[Work to complete]:
Could you write out each of the lines below word for word, without changing anything?
———
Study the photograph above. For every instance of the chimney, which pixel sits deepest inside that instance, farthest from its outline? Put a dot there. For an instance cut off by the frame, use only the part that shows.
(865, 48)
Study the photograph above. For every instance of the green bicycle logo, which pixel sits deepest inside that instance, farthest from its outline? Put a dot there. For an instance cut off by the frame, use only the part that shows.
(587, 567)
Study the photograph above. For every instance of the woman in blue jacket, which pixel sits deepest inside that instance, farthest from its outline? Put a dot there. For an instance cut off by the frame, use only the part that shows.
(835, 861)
———
[Expected answer]:
Study the photograph above. For every instance of the chimney, which pixel sits deepest inside that instance, farthest from its outline? Put a dot there. For an instance cut off by the frame, use only the part that shows.
(865, 48)
Study the photograph above. For every instance of the green bicycle logo, which pixel sits deepest inside that instance, farthest from its outline? Put a dot there. For an instance cut off by the frame, use only the part that shows.
(587, 567)
Study the photograph above. For every instance of the woman in blue jacket, which pixel sits deepest inside that instance, farthest from its outline? Put a dot there. For an instance cut off by the frame, use only the part that shows.
(835, 861)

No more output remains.